[TASK DESCRIPTION] Please render the listing below as a numbered list, starting at the line that contains "Objective — one point on each instance of the thin" and ending at the last line of the listing, with blank lines left out.

---*---

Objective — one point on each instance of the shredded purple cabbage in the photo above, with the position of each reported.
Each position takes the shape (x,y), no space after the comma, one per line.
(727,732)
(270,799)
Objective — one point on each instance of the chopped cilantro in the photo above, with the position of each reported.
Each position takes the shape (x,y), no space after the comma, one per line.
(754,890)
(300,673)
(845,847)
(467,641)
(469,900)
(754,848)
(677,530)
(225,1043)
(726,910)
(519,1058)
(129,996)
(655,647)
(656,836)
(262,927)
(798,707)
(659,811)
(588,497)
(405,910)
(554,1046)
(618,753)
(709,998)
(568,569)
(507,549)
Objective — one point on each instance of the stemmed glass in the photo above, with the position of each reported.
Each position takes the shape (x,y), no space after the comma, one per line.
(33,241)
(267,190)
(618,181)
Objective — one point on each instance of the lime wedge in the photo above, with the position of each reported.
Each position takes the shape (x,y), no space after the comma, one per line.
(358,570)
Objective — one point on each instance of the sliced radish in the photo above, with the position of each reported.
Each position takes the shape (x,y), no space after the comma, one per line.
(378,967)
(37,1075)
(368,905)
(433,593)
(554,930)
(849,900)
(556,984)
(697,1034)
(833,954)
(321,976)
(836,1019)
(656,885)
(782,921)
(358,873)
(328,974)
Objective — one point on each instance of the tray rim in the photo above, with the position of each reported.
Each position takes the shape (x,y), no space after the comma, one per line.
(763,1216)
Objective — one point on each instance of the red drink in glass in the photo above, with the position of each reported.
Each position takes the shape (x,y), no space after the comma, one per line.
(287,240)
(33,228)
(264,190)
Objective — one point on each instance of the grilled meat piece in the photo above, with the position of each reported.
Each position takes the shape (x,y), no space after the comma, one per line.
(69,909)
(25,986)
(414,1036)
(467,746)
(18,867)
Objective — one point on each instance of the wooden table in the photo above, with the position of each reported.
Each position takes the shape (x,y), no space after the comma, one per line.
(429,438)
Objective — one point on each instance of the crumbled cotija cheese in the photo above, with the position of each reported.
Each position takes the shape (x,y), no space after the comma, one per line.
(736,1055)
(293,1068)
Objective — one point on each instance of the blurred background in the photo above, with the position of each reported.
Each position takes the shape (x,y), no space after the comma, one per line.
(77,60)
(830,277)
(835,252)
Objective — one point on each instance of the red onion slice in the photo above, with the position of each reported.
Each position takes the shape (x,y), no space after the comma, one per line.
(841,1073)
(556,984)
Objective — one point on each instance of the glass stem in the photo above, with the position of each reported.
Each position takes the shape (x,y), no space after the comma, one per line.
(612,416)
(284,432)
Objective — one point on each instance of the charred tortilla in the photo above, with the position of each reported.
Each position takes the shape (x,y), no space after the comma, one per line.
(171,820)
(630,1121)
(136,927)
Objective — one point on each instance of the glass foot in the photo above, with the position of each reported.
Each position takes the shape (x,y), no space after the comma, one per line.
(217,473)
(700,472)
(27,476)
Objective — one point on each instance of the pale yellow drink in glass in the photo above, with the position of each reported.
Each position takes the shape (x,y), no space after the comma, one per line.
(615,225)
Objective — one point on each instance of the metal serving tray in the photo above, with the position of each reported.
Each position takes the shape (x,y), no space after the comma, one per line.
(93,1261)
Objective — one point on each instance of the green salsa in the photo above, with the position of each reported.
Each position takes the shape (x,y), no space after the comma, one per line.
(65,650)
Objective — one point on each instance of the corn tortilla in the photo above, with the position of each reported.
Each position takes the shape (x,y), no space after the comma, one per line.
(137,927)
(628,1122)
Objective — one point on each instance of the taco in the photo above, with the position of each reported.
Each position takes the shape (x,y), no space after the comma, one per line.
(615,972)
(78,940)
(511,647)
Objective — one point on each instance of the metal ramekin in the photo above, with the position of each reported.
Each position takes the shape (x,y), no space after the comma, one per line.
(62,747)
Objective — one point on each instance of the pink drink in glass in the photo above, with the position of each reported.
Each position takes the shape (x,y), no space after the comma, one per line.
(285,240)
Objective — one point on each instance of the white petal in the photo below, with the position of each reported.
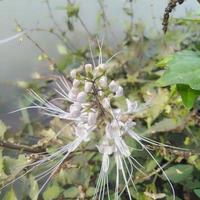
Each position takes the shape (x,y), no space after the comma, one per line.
(113,86)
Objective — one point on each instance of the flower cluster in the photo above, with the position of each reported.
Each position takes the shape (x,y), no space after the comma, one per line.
(90,94)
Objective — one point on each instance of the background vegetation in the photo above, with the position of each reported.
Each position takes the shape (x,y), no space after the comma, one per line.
(165,69)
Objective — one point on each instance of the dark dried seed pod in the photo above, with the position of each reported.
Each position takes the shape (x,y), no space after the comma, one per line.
(170,7)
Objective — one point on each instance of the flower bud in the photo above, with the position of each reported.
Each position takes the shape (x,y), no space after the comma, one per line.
(76,83)
(88,68)
(119,92)
(75,109)
(92,118)
(113,86)
(100,93)
(102,67)
(73,93)
(81,97)
(106,103)
(88,86)
(103,81)
(73,73)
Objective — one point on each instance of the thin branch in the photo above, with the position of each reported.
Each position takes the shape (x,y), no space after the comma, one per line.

---*---

[WRITTEN REPLY]
1. Objective — one point on each instance of the thin branch in the photo above, with the position of each reported.
2. Each position takes the shape (x,y), no space after the comma, one per line.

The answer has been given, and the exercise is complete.